- **Problem statement**: In the post below about chain stores in early-1990s New York, which company is named as one of the leading retailers behind their spread?

- **Passage to read**:

──────

Tuesday, July 14, 2020

A short course in the Dismal Science.

Back in the early 90s, I had a some-time art-director partner whose father had done well in the schmata business. The rag trade. The garment industry.

So accordingly, I’ll call her Beth, noticed things as we walked about the city chatting and working that I never would.

At the time, New York was just beginning to be over-run with chain stores. They had just begun their colonial onslaught in the city, killing local businesses, destroying middle-class careers and replacing them with low wage jobs, and shipping people’s dollars away from where they spent them way over to corporate headquarters.

At the time, one of the leading retailers behind this decimation was the Italian clothing manufacturer, Benetton. Let’s say on a Tuesday there were zero Benettons in New York. By Thursday, it seemed, there were a dozen. By the end of the month, 40.



Noticing this, I said to Beth something cynical and Georgian.

“How much Benetton does once city need?”

She replied with remarkable wisdom.

“That’s how retail works,” she said. “You keep expanding to the point of absolute collapse.”

Beth’s summation has stuck with me for parts of four decades. And I see it at work in just about every industry, just about every day.

──────

- **Material provided**:
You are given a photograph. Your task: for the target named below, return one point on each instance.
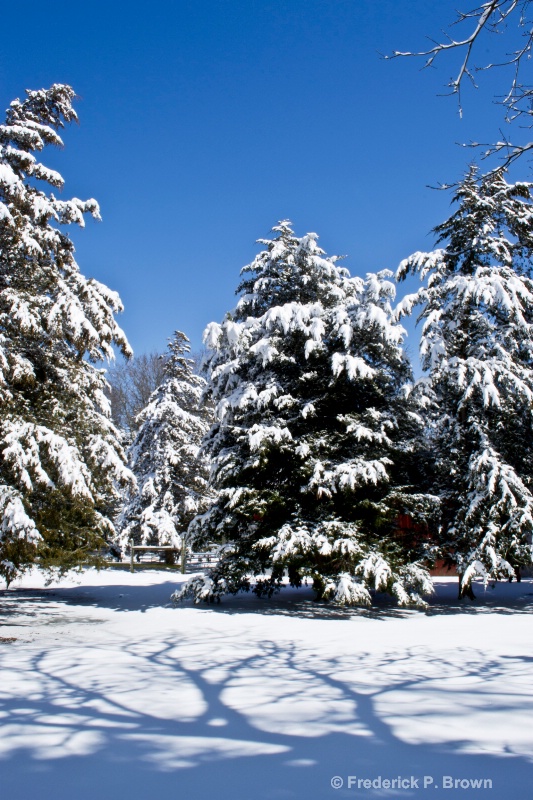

──────

- **Answer to this exercise**: Benetton, the Italian clothing manufacturer.